§ Your task:
Output all entries precisely.

[Dataset entries]
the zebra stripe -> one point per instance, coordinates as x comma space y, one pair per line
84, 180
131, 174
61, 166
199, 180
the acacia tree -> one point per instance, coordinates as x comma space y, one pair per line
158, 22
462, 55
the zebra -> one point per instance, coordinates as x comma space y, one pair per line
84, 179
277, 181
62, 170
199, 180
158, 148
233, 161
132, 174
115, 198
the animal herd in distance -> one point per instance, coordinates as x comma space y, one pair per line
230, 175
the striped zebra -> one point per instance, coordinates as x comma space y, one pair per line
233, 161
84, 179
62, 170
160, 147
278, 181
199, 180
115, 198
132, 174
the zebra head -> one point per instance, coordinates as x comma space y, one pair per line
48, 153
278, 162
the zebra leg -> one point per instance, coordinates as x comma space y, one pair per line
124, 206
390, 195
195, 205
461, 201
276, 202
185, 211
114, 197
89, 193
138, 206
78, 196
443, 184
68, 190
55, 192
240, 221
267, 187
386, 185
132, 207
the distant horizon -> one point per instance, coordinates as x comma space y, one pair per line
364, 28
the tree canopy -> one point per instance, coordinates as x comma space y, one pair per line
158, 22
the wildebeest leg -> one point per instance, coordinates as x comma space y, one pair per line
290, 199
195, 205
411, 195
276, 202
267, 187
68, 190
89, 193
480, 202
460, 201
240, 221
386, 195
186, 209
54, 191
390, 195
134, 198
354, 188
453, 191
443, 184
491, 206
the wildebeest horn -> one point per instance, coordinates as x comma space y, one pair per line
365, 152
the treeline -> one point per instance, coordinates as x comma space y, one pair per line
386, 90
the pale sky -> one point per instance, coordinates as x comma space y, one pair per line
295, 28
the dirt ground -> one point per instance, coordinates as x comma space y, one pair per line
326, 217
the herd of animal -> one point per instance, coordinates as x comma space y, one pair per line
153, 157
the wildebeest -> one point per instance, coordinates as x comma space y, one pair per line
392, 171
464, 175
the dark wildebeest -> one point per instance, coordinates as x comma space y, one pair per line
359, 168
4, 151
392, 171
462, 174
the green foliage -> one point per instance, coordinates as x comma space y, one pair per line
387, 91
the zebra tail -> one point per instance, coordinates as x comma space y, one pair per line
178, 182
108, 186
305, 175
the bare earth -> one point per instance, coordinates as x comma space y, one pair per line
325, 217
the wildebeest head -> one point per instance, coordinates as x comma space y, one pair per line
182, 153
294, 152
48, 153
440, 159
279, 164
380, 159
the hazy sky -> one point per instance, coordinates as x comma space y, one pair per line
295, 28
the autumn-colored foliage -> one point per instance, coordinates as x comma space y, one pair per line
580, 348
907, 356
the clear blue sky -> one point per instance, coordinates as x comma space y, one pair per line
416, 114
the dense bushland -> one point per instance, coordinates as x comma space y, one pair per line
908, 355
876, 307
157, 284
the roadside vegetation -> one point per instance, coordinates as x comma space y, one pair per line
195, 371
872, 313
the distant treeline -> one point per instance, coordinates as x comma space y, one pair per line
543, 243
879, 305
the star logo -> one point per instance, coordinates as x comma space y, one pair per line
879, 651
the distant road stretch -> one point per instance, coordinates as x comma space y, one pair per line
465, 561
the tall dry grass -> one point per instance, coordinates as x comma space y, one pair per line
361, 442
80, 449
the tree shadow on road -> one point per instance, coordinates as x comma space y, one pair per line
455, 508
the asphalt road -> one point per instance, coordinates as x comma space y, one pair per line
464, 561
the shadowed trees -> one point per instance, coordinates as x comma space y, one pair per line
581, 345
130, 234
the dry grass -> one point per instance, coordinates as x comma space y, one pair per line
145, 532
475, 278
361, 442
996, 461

§ Answer area:
the zebra stripe -> one point per instance, coordinates as x comma space y, one pair per line
84, 180
131, 174
61, 166
199, 180
the acacia tree -> one point per instance, coordinates as x comma space y, one pair per line
158, 22
462, 55
the zebra -> one point per instance, coordinates as x comma space y, one pair per line
84, 179
277, 181
62, 170
199, 180
158, 148
233, 161
132, 174
115, 198
the animal herd in distance -> one point per instance, coordinates as x comma space y, one pair per line
230, 175
the striped zebra -> one point per instance, coordinates as x comma space y, one pair per line
233, 161
84, 179
62, 170
160, 147
278, 181
199, 180
115, 198
132, 174
the zebra head -> one point per instance, coordinates as x comma space y, one pair per line
48, 153
278, 162
the zebra leg -> one point per instance, coordinates as x comma space y, one pair per line
124, 206
390, 195
195, 205
461, 201
276, 202
185, 211
114, 197
89, 193
138, 206
78, 196
443, 184
68, 190
55, 192
240, 221
267, 187
386, 185
132, 207
the distant horizon -> one point per instance, coordinates as x comma space y, one pair per line
364, 28
the tree canopy -> one point per instance, coordinates as x comma space y, one pair per line
158, 22
the wildebeest leg -> one point per instance, coordinates as x comma space y, one pair per line
290, 199
195, 205
411, 195
276, 202
267, 187
68, 190
89, 193
480, 202
460, 201
240, 221
386, 195
186, 209
54, 191
390, 195
134, 198
354, 188
453, 191
443, 184
491, 206
the wildebeest horn -> one point per instance, coordinates as x comma space y, one pair per line
365, 152
the treeline -> one point per instance, coordinates as x comma space y, one pair per line
386, 90
the pale sky -> one point per instance, coordinates as x comma space y, one pair per line
295, 28
the dirt ground -> one point per instance, coordinates as x comma space y, one pair per line
326, 217
the herd of animal -> one point per instance, coordinates as x comma space y, one pair per line
153, 157
the wildebeest -> one point per instance, coordinates as x comma space y, one pair per line
392, 171
464, 175
the dark wildebeest -> one point per instance, coordinates as x comma space y, one pair per line
359, 168
4, 151
392, 171
462, 174
the green foliage -> one point per instance, coordinates as x comma space y, one pair per line
387, 91
the zebra tail -> one point per instance, coordinates as x comma space y, one pair per line
178, 182
108, 186
305, 175
the bare earth -> one point per instance, coordinates as x comma space y, one pair per line
325, 217
the wildebeest head -> one point per instance, coordinates as x comma space y, one pair per line
182, 153
294, 152
48, 153
440, 159
279, 164
380, 159
the hazy sky -> one point per instance, coordinates as x comma space y, one pair per line
295, 28
the autumn-colored foliage -> one point per instance, coordinates as x comma space y, one pair per line
580, 348
907, 356
the clear blue sky -> one point per instance, coordinates as x comma space y, one pair per line
416, 114
the dense bushland -> one point per instance, coordinates as x comma space y, one pair per line
908, 355
876, 307
157, 284
the roadside vegetation -> one point per instance, coordinates as x comma space y, one pair per line
195, 371
872, 313
the distant treeline -> one point per instance, coordinates as x comma space y, one pair per line
543, 243
879, 305
the star logo -> one point per instance, coordinates as x comma space y, one pair per line
879, 651
the distant road stretch -> one point per instance, coordinates as x comma space y, one pair per line
465, 561
the tall dry grass -> one point per instance, coordinates as x comma space y, one pair per line
361, 442
80, 449
the tree shadow on road -> one point per instance, coordinates as x comma space y, one pair per line
455, 508
the asphalt road -> one point per instance, coordinates as x comma space y, one pair per line
464, 561
the shadowed trees -> one point per instance, coordinates as x comma space y, one pair per line
581, 345
130, 234
the dry grass -> one point per instance, coordinates as x comma space y, one pair per line
145, 532
475, 278
361, 442
996, 461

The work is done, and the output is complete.